(Collected data entries)
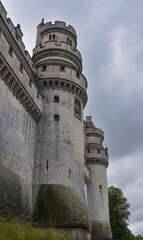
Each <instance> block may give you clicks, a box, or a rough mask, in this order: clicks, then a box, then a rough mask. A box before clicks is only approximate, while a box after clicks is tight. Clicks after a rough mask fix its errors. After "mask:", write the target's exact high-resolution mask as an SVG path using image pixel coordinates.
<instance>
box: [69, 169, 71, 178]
mask: <svg viewBox="0 0 143 240" xmlns="http://www.w3.org/2000/svg"><path fill="white" fill-rule="evenodd" d="M69 178H71V170H70V169H69Z"/></svg>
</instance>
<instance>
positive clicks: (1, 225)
mask: <svg viewBox="0 0 143 240" xmlns="http://www.w3.org/2000/svg"><path fill="white" fill-rule="evenodd" d="M0 240H72V239H71V238H70V237H69V236H67V235H64V234H61V233H58V232H57V231H56V230H55V229H42V228H36V227H32V224H30V223H17V222H10V221H6V220H3V219H0Z"/></svg>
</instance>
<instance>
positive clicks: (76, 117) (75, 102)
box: [74, 98, 81, 120]
mask: <svg viewBox="0 0 143 240" xmlns="http://www.w3.org/2000/svg"><path fill="white" fill-rule="evenodd" d="M74 115H75V117H76V118H78V119H79V120H81V102H80V100H79V99H77V98H76V99H75V105H74Z"/></svg>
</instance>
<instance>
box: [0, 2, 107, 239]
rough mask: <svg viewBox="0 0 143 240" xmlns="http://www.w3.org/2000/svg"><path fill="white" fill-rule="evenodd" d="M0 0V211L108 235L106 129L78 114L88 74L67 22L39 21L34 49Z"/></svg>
mask: <svg viewBox="0 0 143 240" xmlns="http://www.w3.org/2000/svg"><path fill="white" fill-rule="evenodd" d="M22 36H23V33H22V31H21V28H20V25H19V24H18V25H17V26H16V27H15V26H14V25H13V23H12V21H11V20H10V19H9V18H8V17H7V12H6V10H5V8H4V7H3V5H2V3H1V2H0V192H1V197H0V214H4V215H6V216H9V217H14V218H18V219H23V220H26V219H29V218H31V217H33V221H35V222H36V223H37V224H39V225H40V226H41V225H42V226H45V227H56V228H57V229H60V231H64V232H67V233H69V234H70V235H72V237H73V239H75V240H83V239H84V240H90V239H91V240H101V239H102V240H105V239H106V240H107V239H111V238H112V233H111V227H110V221H109V208H108V187H107V167H108V164H109V162H108V149H107V148H104V146H103V140H104V133H103V131H102V130H101V129H98V128H96V127H95V125H94V123H93V121H92V118H91V117H86V121H84V117H83V116H84V114H83V111H84V108H85V106H86V103H87V99H88V96H87V86H88V84H87V80H86V77H85V76H84V75H83V73H82V58H81V54H80V52H79V51H78V49H77V35H76V31H75V29H74V28H73V27H72V26H70V25H69V26H66V23H65V22H61V21H56V22H55V23H51V22H48V23H44V19H42V22H41V23H40V24H39V25H38V27H37V38H36V46H35V48H34V50H33V57H32V58H31V56H30V55H29V53H28V52H27V50H25V46H24V43H23V41H22Z"/></svg>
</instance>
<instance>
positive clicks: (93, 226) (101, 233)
mask: <svg viewBox="0 0 143 240" xmlns="http://www.w3.org/2000/svg"><path fill="white" fill-rule="evenodd" d="M107 239H112V236H111V228H110V225H109V223H106V222H103V223H102V222H97V221H93V222H92V226H91V240H107Z"/></svg>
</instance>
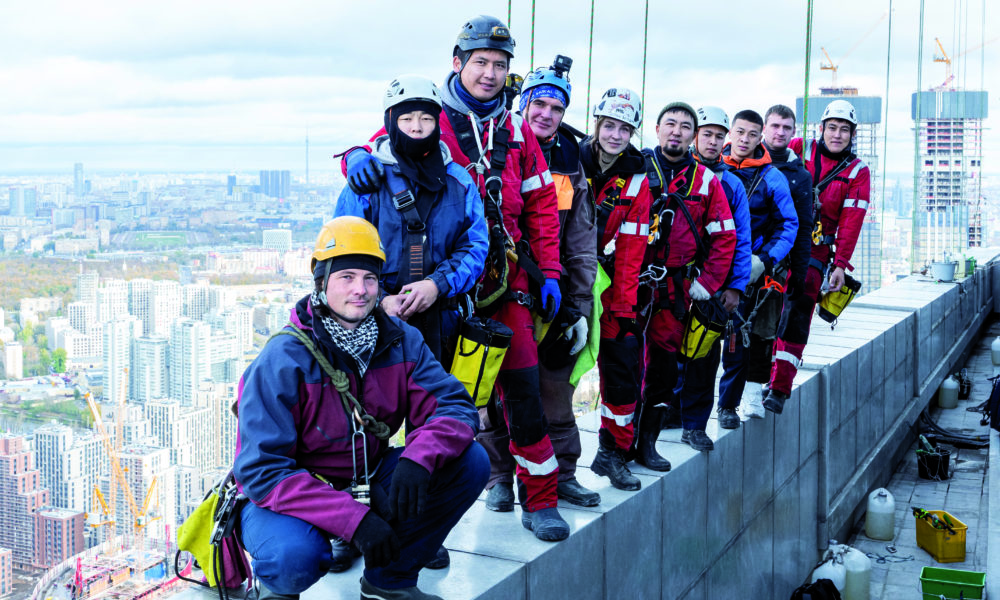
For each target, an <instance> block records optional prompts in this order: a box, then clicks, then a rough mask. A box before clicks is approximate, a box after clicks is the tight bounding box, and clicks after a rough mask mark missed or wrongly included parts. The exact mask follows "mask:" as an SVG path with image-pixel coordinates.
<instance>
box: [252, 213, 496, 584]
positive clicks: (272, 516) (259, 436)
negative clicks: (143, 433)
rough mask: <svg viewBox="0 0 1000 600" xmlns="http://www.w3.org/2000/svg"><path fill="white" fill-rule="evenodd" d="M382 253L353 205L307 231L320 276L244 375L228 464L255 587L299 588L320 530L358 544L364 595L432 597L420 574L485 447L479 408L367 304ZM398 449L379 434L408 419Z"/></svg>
mask: <svg viewBox="0 0 1000 600" xmlns="http://www.w3.org/2000/svg"><path fill="white" fill-rule="evenodd" d="M384 264H385V252H384V251H383V249H382V244H381V242H380V241H379V237H378V232H377V231H376V230H375V228H374V227H373V226H372V225H371V224H370V223H368V222H367V221H365V220H363V219H360V218H357V217H340V218H337V219H334V220H332V221H330V222H328V223H327V224H326V225H325V226H324V227H323V229H322V231H320V234H319V237H318V239H317V240H316V249H315V251H314V252H313V256H312V270H313V276H314V278H315V282H316V287H315V290H314V291H313V292H312V294H311V295H309V296H306V297H304V298H303V299H302V300H300V301H299V302H298V304H297V305H296V306H295V309H294V310H293V311H292V314H291V320H290V323H289V324H288V325H287V326H286V327H285V329H284V330H282V333H283V334H286V335H279V336H277V337H276V338H274V339H273V340H271V341H270V342H269V343H268V344H267V345H266V346H265V347H264V349H263V350H262V351H261V353H260V355H259V356H258V357H257V359H256V360H254V362H253V363H252V364H251V365H250V367H249V368H248V369H247V371H246V372H245V373H244V374H243V378H242V380H241V381H240V394H239V401H238V403H239V404H238V406H239V436H238V441H237V447H236V460H235V465H234V474H235V476H236V481H237V483H238V485H239V486H240V488H241V489H242V491H243V493H244V494H246V496H247V497H248V498H249V499H250V502H248V503H246V505H245V506H244V508H243V509H242V511H241V514H240V528H239V531H240V536H241V540H242V543H243V545H244V547H245V548H246V550H247V551H248V552H249V553H250V555H251V556H252V557H253V559H254V571H255V573H256V576H257V578H258V580H259V582H260V584H261V585H260V596H259V597H260V598H262V599H263V598H298V594H299V593H300V592H302V591H304V590H306V589H307V588H309V587H310V586H311V585H313V584H314V583H316V581H318V580H319V579H320V577H322V576H323V575H324V574H325V573H326V572H327V570H328V569H329V567H330V562H331V552H330V537H331V536H338V537H341V538H343V539H345V540H348V541H350V542H351V543H353V544H354V545H356V546H357V547H358V549H359V550H360V551H361V553H362V554H363V555H364V557H365V571H364V576H363V577H362V579H361V596H362V597H363V598H393V599H396V598H437V596H430V595H427V594H424V593H422V592H421V591H420V590H419V589H417V587H416V584H417V575H418V573H419V571H420V569H421V568H422V567H423V566H424V565H425V564H426V563H427V562H428V561H430V560H431V559H433V558H434V555H435V552H436V551H437V549H438V548H439V547H440V546H441V543H442V542H443V541H444V538H445V537H446V536H447V535H448V532H449V531H451V529H452V527H454V526H455V524H456V523H457V522H458V520H459V519H460V518H461V516H462V515H463V514H464V513H465V511H466V510H467V509H468V508H469V507H470V506H471V505H472V503H473V502H475V499H476V497H477V496H478V495H479V493H480V492H481V491H482V490H483V488H484V487H485V485H486V480H487V478H488V477H489V471H490V468H489V459H488V458H487V456H486V452H485V451H484V450H483V449H482V447H481V446H479V444H478V443H476V442H475V441H474V438H475V435H476V433H477V430H478V427H479V416H478V414H477V413H476V410H475V408H474V407H473V405H472V402H471V400H470V398H469V396H468V394H467V393H466V391H465V388H463V386H462V384H460V383H459V382H458V381H457V380H455V379H454V378H453V377H451V376H450V375H448V373H446V372H445V371H444V369H443V368H442V367H441V365H440V363H438V361H437V360H435V359H434V356H433V354H432V353H431V351H430V350H429V349H428V348H427V346H426V345H425V344H424V341H423V338H422V337H421V335H420V333H419V332H418V331H417V330H416V329H414V328H413V327H411V326H409V325H407V324H405V323H403V322H402V321H400V320H398V319H396V318H392V317H389V316H387V315H386V314H385V313H384V312H383V311H382V309H381V308H379V307H378V306H377V302H378V299H379V284H378V282H379V275H380V273H381V270H382V267H383V265H384ZM406 421H409V423H410V425H411V427H412V428H411V429H410V431H409V435H408V436H407V438H406V446H405V448H392V447H390V446H389V438H390V437H391V436H392V435H393V434H395V433H396V432H397V431H398V430H399V428H400V427H401V426H402V425H403V423H404V422H406Z"/></svg>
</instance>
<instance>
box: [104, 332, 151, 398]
mask: <svg viewBox="0 0 1000 600" xmlns="http://www.w3.org/2000/svg"><path fill="white" fill-rule="evenodd" d="M141 336H142V321H140V320H139V319H136V318H135V317H131V316H129V317H119V318H117V319H115V320H113V321H108V322H107V323H105V324H104V331H103V336H102V337H103V345H102V353H101V355H102V358H103V359H104V398H105V400H107V401H108V402H109V403H111V404H118V403H119V402H122V401H127V400H130V399H131V398H130V395H131V394H130V390H129V383H130V379H129V372H130V371H131V369H132V341H133V340H135V339H136V338H138V337H141Z"/></svg>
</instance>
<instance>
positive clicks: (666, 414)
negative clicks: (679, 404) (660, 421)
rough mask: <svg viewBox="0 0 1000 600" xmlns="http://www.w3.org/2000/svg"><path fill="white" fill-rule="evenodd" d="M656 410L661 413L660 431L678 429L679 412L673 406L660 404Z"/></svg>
mask: <svg viewBox="0 0 1000 600" xmlns="http://www.w3.org/2000/svg"><path fill="white" fill-rule="evenodd" d="M657 408H659V409H661V410H662V411H663V420H662V421H661V422H660V429H680V428H681V411H679V410H677V407H676V406H674V405H673V404H662V405H660V406H657Z"/></svg>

- [How to complete this task]
Please return every line of the records above that contains the word "block".

- [Problem solution]
Each <instance> block may give you clicks, a box, or a rough mask, in this order: clicks, then a box, then a rough mask. A box before clicks is only approximate, while a box after clicks is tight. Clicks after a rough mask fix its errors. After "mask:", write the target's exact high-resolution mask as an SVG path using image pixel coordinates.
For each target, an <instance> block records optional prompts in this order: a box, then clicks, then a rough mask. A box before clicks is approximate, a box after clicks is the tight bounding box, and clicks after a rough mask mark missed or wrongly included parts. The exact mask follows "mask:" as an SVG path with image-pixel coordinates.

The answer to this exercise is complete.